STATED EXERCISE 1. Reproduce the case header below word for word, in full.

TEXT.
■ ■ ■ ■ ■ ■ ■
Peck v. Montoya, 20-56413

Docket Number20-56413, No. 21-55411
Decision Date18 October 2022
Citation51 F.4th 877
Parties Susan PECK, individually and as surviving heir and successor in interest of Paul Mono (deceased), Plaintiff-Appellee, and Courtney Mono; Whitney Mono, Plaintiffs, v. Anthony MONTOYA; Michael Johnson; Brad Carrington; Brent Lind; John Frey, Defendants-Appellants, and County of Orange; Sandra Hutchens, Sherriff; Aaron McFatridge, Defendants. Susan Peck, individually and as surviving heir and successor in interest of Paul Mono (deceased), Plaintiff-Appellee, and Courtney Mono; Whitney Mono, Plaintiffs, v. Brad Carrington; Brent Lind; John Frey, Defendants-Appellants, and County of Orange; Sandra Hutchens, Sherriff; Aaron McFatridge; Anthony Montoya; Michael Johnson, Defendants.
CourtU.S. Court of Appeals — Ninth Circuit

Jesse K. Cox (argued), Norman J. Watkins, S. Frank Harrell, and Marlena R. Mlynarska, Lynberg & Watkins, Orange, California; for Defendants-Appellants.

David C. Washington (argued), Barbara E. Hadsell, Dan Stormer, and Tanya Sukhija-Cohen, Hadsell Stormer Renick & Dai LLP, Pasadena, California; for Plaintiff-Appellee.

Before: Mary M. Schroeder, Richard C. Tallman, and Eric D. Miller, Circuit Judges.
■ ■ ■ ■ ■ ■ ■
STATED EXERCISE 2. From the entries below, return each line containing the word "picnic". Case matters.

(Dataset entries)
■ ■ ■ ■ ■ ■ ■
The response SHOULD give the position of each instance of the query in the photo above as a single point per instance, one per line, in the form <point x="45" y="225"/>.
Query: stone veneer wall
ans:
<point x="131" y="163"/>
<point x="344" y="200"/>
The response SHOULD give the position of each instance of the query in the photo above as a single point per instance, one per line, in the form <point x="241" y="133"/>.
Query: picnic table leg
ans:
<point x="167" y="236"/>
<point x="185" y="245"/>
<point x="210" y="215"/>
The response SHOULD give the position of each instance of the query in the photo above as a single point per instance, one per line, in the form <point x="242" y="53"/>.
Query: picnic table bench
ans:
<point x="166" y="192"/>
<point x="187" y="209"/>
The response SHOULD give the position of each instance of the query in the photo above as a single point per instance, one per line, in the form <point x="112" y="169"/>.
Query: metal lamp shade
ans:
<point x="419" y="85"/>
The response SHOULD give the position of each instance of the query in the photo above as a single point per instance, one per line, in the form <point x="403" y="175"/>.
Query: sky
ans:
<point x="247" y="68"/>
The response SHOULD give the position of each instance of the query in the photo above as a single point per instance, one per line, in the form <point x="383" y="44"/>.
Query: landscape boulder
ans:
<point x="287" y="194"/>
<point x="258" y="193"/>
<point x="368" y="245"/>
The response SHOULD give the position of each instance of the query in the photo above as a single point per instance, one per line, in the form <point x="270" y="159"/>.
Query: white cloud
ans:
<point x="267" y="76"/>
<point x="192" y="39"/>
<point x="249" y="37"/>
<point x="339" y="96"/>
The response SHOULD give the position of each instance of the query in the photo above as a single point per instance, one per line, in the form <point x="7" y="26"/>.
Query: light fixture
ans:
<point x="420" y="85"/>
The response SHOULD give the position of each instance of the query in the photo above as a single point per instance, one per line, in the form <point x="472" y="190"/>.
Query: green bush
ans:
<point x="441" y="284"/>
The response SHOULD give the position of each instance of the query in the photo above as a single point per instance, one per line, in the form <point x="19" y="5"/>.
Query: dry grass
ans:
■ ■ ■ ■ ■ ■ ■
RESPONSE 1.
Peck v. Montoya, 20-56413

Docket Number20-56413, No. 21-55411
Decision Date18 October 2022
Citation51 F.4th 877
Parties Susan PECK, individually and as surviving heir and successor in interest of Paul Mono (deceased), Plaintiff-Appellee, and Courtney Mono; Whitney Mono, Plaintiffs, v. Anthony MONTOYA; Michael Johnson; Brad Carrington; Brent Lind; John Frey, Defendants-Appellants, and County of Orange; Sandra Hutchens, Sherriff; Aaron McFatridge, Defendants. Susan Peck, individually and as surviving heir and successor in interest of Paul Mono (deceased), Plaintiff-Appellee, and Courtney Mono; Whitney Mono, Plaintiffs, v. Brad Carrington; Brent Lind; John Frey, Defendants-Appellants, and County of Orange; Sandra Hutchens, Sherriff; Aaron McFatridge; Anthony Montoya; Michael Johnson, Defendants.
CourtU.S. Court of Appeals — Ninth Circuit

Jesse K. Cox (argued), Norman J. Watkins, S. Frank Harrell, and Marlena R. Mlynarska, Lynberg & Watkins, Orange, California; for Defendants-Appellants.

David C. Washington (argued), Barbara E. Hadsell, Dan Stormer, and Tanya Sukhija-Cohen, Hadsell Stormer Renick & Dai LLP, Pasadena, California; for Plaintiff-Appellee.

Before: Mary M. Schroeder, Richard C. Tallman, and Eric D. Miller, Circuit Judges.

RESPONSE 2.
Query: picnic table leg
Query: picnic table bench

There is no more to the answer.